* Start DATA FOR THE TASK *

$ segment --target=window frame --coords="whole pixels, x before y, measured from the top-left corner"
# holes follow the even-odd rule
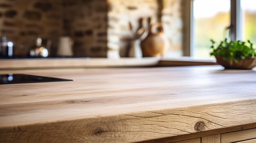
[[[193,18],[193,2],[194,0],[185,0],[184,5],[185,7],[184,15],[189,15],[189,18],[184,19],[184,26],[187,30],[184,31],[183,56],[195,57],[196,36],[194,29],[194,20]],[[230,0],[230,24],[226,30],[229,31],[231,40],[236,41],[243,39],[241,0]],[[188,24],[189,24],[189,25]]]

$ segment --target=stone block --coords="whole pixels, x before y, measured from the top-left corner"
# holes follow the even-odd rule
[[[24,12],[23,17],[28,20],[41,20],[42,14],[37,11],[27,10]]]
[[[14,10],[10,10],[5,12],[5,16],[8,18],[13,18],[17,15],[17,12]]]
[[[52,5],[49,2],[40,1],[35,3],[34,7],[42,11],[47,12],[52,9]]]

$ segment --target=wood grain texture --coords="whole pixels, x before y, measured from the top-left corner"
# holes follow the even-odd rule
[[[215,59],[195,59],[191,57],[180,58],[162,58],[158,62],[160,66],[180,66],[218,64]]]
[[[256,139],[250,139],[249,140],[244,141],[236,142],[236,143],[256,143]]]
[[[156,66],[159,59],[157,57],[0,59],[0,69],[147,67]]]
[[[92,68],[174,66],[216,64],[213,59],[200,59],[187,57],[161,59],[157,57],[142,59],[48,58],[0,59],[0,70],[61,68]]]
[[[231,143],[256,138],[256,128],[221,134],[221,143]]]
[[[220,134],[203,136],[201,143],[220,143]]]
[[[173,143],[200,143],[201,138],[191,139],[185,141],[173,142]]]
[[[0,142],[130,143],[256,123],[256,73],[218,66],[0,70]]]

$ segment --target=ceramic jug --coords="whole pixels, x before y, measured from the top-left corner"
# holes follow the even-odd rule
[[[69,37],[65,36],[60,38],[57,54],[61,56],[72,56],[73,55],[72,47],[74,44],[73,40]]]
[[[155,31],[157,28],[159,31]],[[164,29],[160,23],[151,24],[149,28],[148,34],[141,41],[141,48],[143,57],[160,57],[167,51],[169,42],[164,35]]]

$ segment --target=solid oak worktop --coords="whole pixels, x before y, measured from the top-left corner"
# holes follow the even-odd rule
[[[0,70],[67,68],[143,67],[216,65],[212,59],[191,57],[175,58],[160,57],[121,58],[37,58],[0,59]]]
[[[256,127],[255,70],[0,70],[10,73],[74,81],[0,85],[1,143],[135,142]]]

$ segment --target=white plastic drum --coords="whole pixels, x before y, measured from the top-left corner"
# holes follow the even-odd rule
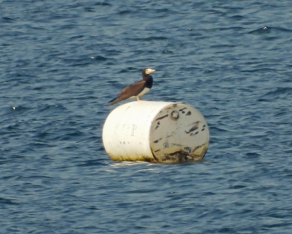
[[[205,155],[209,132],[204,117],[181,102],[128,102],[113,110],[102,131],[113,160],[173,163]]]

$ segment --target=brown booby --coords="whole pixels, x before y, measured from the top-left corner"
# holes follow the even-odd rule
[[[155,71],[154,69],[145,68],[142,71],[142,80],[124,88],[117,97],[107,103],[107,106],[115,104],[127,98],[137,98],[137,101],[142,100],[140,97],[150,90],[153,84],[153,78],[149,75]]]

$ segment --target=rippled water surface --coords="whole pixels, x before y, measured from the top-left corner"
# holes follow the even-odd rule
[[[1,233],[291,233],[290,1],[0,2]],[[205,117],[202,161],[105,152],[147,67],[145,99]]]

* End DATA FOR THE TASK *

Please copy out the lines again, starting at the line that has "segment --target=stone block" and stopping after the line that has "[[[52,5],[49,2],[40,1],[35,3],[34,7],[42,11],[47,12],[52,9]]]", requests included. Multiply every coordinate in the answers by 2 and round to whole numbers, with halves going up.

- _SOLUTION TO THIS PROBLEM_:
$ segment --target=stone block --coords="whole pixels, x before y, measured from the top-left corner"
# holes follow the even-odd rule
[[[48,24],[46,34],[56,40],[82,40],[84,28],[74,22],[54,20]]]
[[[28,20],[20,20],[10,24],[10,32],[16,36],[26,36],[34,30],[34,24]]]
[[[104,10],[98,4],[80,2],[70,6],[68,14],[84,22],[94,24],[104,18]]]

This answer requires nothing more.